==== Data supplied ====
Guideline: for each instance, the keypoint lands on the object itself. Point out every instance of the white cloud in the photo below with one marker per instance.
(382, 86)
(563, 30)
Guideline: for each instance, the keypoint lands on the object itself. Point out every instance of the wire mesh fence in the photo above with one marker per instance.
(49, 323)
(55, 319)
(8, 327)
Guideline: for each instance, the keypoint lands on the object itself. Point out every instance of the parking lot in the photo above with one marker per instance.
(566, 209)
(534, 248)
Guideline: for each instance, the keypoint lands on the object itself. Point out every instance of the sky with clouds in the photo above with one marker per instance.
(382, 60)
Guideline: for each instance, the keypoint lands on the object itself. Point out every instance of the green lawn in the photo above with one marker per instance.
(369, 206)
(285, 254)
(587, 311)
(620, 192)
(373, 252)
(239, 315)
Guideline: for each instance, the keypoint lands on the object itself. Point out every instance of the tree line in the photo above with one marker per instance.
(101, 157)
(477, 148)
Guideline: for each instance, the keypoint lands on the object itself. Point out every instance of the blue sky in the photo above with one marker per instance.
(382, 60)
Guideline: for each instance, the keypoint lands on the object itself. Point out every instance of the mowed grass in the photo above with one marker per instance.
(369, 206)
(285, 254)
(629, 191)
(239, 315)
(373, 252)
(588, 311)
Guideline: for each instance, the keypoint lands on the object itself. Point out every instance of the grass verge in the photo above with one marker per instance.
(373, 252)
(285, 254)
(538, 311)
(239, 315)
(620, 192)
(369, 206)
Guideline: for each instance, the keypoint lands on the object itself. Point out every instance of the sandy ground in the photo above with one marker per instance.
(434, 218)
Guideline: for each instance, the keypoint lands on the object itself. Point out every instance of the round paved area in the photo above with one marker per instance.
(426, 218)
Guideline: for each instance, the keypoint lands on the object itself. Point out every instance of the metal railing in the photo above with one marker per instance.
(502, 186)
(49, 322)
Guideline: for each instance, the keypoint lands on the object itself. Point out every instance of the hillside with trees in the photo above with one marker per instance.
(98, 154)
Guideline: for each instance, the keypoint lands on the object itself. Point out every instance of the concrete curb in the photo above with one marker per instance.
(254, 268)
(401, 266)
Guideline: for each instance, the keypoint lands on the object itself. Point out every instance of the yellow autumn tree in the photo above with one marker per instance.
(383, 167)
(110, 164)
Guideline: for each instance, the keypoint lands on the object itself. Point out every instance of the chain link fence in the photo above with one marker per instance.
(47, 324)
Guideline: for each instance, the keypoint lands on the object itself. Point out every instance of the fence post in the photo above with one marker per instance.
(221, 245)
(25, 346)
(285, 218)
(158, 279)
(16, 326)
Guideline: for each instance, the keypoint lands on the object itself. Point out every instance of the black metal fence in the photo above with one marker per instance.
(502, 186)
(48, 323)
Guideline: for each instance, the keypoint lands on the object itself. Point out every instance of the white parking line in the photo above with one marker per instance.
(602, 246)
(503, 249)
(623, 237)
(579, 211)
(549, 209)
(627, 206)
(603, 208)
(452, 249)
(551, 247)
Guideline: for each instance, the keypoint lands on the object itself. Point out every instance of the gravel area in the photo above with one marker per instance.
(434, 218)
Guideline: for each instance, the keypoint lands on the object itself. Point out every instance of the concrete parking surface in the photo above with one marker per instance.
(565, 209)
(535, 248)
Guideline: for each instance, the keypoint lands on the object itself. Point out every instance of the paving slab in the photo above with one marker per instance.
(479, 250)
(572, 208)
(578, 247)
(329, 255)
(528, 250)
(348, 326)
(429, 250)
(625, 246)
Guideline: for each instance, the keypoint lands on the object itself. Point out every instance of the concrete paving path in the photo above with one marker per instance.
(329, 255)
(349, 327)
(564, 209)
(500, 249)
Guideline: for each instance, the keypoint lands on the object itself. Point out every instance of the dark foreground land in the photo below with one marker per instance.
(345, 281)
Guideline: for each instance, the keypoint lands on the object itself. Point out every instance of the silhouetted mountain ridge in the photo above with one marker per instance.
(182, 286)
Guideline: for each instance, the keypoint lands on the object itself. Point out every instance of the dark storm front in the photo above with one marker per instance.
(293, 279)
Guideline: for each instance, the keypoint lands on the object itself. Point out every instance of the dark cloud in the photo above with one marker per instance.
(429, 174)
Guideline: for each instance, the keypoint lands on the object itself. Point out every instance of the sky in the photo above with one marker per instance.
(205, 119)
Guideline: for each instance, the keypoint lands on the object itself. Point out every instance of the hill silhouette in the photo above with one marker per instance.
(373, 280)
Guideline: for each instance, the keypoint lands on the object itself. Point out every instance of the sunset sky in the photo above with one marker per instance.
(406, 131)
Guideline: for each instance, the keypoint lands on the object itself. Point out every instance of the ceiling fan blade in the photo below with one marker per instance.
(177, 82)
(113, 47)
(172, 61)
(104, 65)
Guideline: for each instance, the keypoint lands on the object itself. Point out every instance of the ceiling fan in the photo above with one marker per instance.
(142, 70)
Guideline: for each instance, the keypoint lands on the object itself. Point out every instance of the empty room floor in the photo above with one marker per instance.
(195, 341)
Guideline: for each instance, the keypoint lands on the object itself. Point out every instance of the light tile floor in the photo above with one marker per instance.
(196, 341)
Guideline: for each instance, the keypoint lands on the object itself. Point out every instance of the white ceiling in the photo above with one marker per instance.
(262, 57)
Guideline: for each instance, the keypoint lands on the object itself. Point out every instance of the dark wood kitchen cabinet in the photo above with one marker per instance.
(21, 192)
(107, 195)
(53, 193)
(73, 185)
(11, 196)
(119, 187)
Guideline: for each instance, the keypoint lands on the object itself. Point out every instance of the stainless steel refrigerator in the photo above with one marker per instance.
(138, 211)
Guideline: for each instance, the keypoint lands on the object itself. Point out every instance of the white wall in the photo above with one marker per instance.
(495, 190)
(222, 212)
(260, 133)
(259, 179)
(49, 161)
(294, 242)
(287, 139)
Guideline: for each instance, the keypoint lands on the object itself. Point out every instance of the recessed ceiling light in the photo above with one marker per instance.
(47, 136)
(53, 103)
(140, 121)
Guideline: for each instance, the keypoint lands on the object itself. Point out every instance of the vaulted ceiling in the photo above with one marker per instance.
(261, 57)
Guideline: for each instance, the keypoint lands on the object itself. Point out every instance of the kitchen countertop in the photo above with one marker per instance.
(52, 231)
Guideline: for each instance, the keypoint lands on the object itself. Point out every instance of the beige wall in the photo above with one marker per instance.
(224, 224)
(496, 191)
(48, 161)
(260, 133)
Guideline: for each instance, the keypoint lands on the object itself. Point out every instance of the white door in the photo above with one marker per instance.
====
Copy out the whole listing exactly; please set it all down.

Guideline: for each instance, the keypoint lands on the object itself. Point out every instance of the white cloud in the photo below with one marker per instance.
(382, 86)
(563, 30)
Guideline: for each instance, the keypoint lands on the object itself. Point out every instance of the wire mesh fence in the photo above with one marker per instance.
(49, 323)
(55, 319)
(8, 327)
Guideline: for each instance, the keypoint lands on the object itself. Point out every instance of the parking lot in the photo above with one marker per instance.
(566, 209)
(534, 248)
Guideline: for each instance, the keypoint lands on the object itself. Point out every instance of the sky with clouds in the photo above with one marker per instance.
(382, 60)
Guideline: for each instance, the keypoint lands on the object itself. Point out every instance of the green lawn in the photo above with one marker per instance.
(369, 206)
(285, 254)
(587, 311)
(620, 192)
(373, 252)
(239, 315)
Guideline: for each instance, the keypoint lands on the object itself. Point out every instance of the tree line in the photo above with one marker per instance.
(101, 157)
(477, 148)
Guideline: for each instance, the keypoint lands on the object itself. Point out every instance of the blue sky in the photo above with one marker per instance.
(382, 60)
Guideline: for each instance, the keypoint lands on the object itself. Point out every instance of the mowed grass in the photo above with one marker per instance.
(369, 206)
(285, 254)
(629, 191)
(239, 315)
(373, 252)
(588, 311)
Guideline: for each instance, the keypoint lands on the object itself. Point out every instance of the grass verge in the photo above with one marker per instance.
(373, 252)
(285, 254)
(538, 311)
(239, 315)
(620, 192)
(369, 206)
Guideline: for each instance, the keypoint lands on the object itself. Point out every instance of the sandy ground in the photo above with one marker per instance.
(434, 218)
Guideline: for each instance, the keypoint lands on the object itself. Point out every instance of the round paved area in the photo above with one marker per instance.
(426, 218)
Guideline: for each instance, the keypoint lands on the object itself. Point out every instance of the metal railing in the photo above with one marker per instance.
(502, 186)
(49, 322)
Guideline: for each instance, the keypoint lands on the object itself. Point out every instance of the hillside with trees in the photo above with one marker per instance.
(98, 154)
Guideline: for each instance, the keypoint lands on the object itself. Point out every instance of the concrete curb in the photo above with one marker per instance.
(254, 268)
(401, 266)
Guideline: for each instance, the keypoint lands on the object itself. Point out every instance of the yellow autumn tree in the photo above with one marker per instance.
(383, 167)
(110, 164)
Guideline: for each instance, the keypoint lands on the object itself. Point out every instance of the chain link fence in the photo above with one marker per instance.
(47, 324)
Guideline: for each instance, the keypoint lands on the object itself. Point out every instance of the fence post in the photo above with one marker per instance.
(221, 245)
(25, 346)
(285, 218)
(158, 279)
(16, 326)
Guideline: for each instance, the keypoint lands on the object itself. Point out every instance of the black metal fence in the photo above with one marker per instance.
(502, 186)
(48, 323)
Guideline: for each instance, the keypoint lands on the object itself. Point out every instance of the white parking line in the photo above with one marker per instance.
(602, 246)
(503, 249)
(623, 237)
(579, 211)
(549, 209)
(627, 206)
(603, 208)
(452, 249)
(551, 247)
Guideline: for each instance, the keypoint lands on the object itself. Point out every instance of the gravel area in the photo above with one marker per instance.
(434, 218)
Guideline: for each instance, the keypoint lands on the object itself. Point out every instance of the concrete parking surface in the photo above with one marker per instance.
(565, 209)
(535, 248)
Guideline: for each instance, the keypoint lands on the object itself. Point out every instance of the paving slab in the photo above with one marker per instance.
(479, 250)
(572, 208)
(578, 247)
(329, 255)
(528, 250)
(348, 326)
(429, 250)
(625, 246)
Guideline: for each instance, the keypoint lands on the object itself. Point out every instance of the concrete paving path in the photo above with one marker per instance.
(329, 255)
(349, 327)
(564, 209)
(500, 249)
Guideline: for each instance, the keypoint lands on the object itself. Point out every instance of the dark foreground land in the photo below with one marker per instance.
(345, 281)
Guideline: for each instance, the keypoint lands on the object itself. Point out every instance of the silhouetted mountain ridge in the photo above with one marker per instance.
(182, 286)
Guideline: for each instance, the keypoint lands on the object itself. Point out every instance of the dark storm front in the photo above with one marker per instance.
(293, 279)
Guideline: for each instance, the keypoint lands on the object itself. Point out every instance of the dark cloud in the photo above with one marker per instance.
(429, 174)
Guideline: for each instance, the keypoint lands on the object itself. Point out every instance of the sky in the photo above with one marker per instance.
(205, 119)
Guideline: for each instance, the keypoint lands on the object itself. Point out every instance of the hill silhouette in the photo above with one marker per instance.
(373, 280)
Guideline: for each instance, the keypoint lands on the object itself. Point out every instance of the sunset sky in the photo above with one marker per instance.
(406, 131)
Guideline: for each instance, the keypoint lands on the object itself. Point out every instance of the ceiling fan blade in the photo below with one marker per instance.
(177, 82)
(113, 47)
(172, 61)
(104, 65)
Guideline: for each instance, the keypoint lands on the object itself. Point out every instance of the ceiling fan in the photo above with one marker per instance.
(142, 70)
Guideline: for each instance, the keypoint lands on the object itself. Point out every instance of the empty room floor in the photo above with one marker per instance.
(195, 341)
Guideline: for each instance, the keypoint lands on the object itself. Point out every instance of the light tile floor in the photo above with one marker per instance.
(196, 341)
Guideline: for each instance, the keypoint lands on the object itself. Point out every instance of the white ceiling in the photo above with one marker per instance.
(262, 57)
Guideline: for each instance, the keypoint lands on the object itself. Point out every instance of the dark wood kitchen cabinet in the photo above with one marker per instance.
(21, 192)
(107, 195)
(53, 193)
(73, 185)
(11, 196)
(119, 187)
Guideline: for each instance, the keypoint lands on the object itself. Point out every instance of the stainless steel refrigerator in the photo above with one marker per instance.
(138, 211)
Guideline: for each instance, the keypoint lands on the object itself. Point out every instance of the white wall in the photo above with one marker per instance.
(495, 190)
(222, 212)
(260, 133)
(259, 179)
(49, 161)
(294, 242)
(287, 139)
Guideline: for each instance, the keypoint lands on the object itself. Point out every instance of the recessed ceiling light in the photo above with one marker per instance.
(47, 136)
(53, 103)
(140, 121)
Guideline: for each instance, the keypoint lands on the object itself. Point out every instance of the vaulted ceiling in the photo above with one marker per instance.
(261, 57)
Guideline: for each instance, the keypoint lands on the object itself. Point out every instance of the kitchen countertop in the photo above with one marker per instance.
(52, 231)
Guideline: for each instance, the keypoint lands on the object itself. Point out every instance of the beige wall in the photo above with one marker per instance.
(224, 224)
(496, 191)
(48, 161)
(260, 133)
Guideline: for each instance, the keypoint lands on the object itself. Point out every instance of the white door in the photo above with one marker per instance.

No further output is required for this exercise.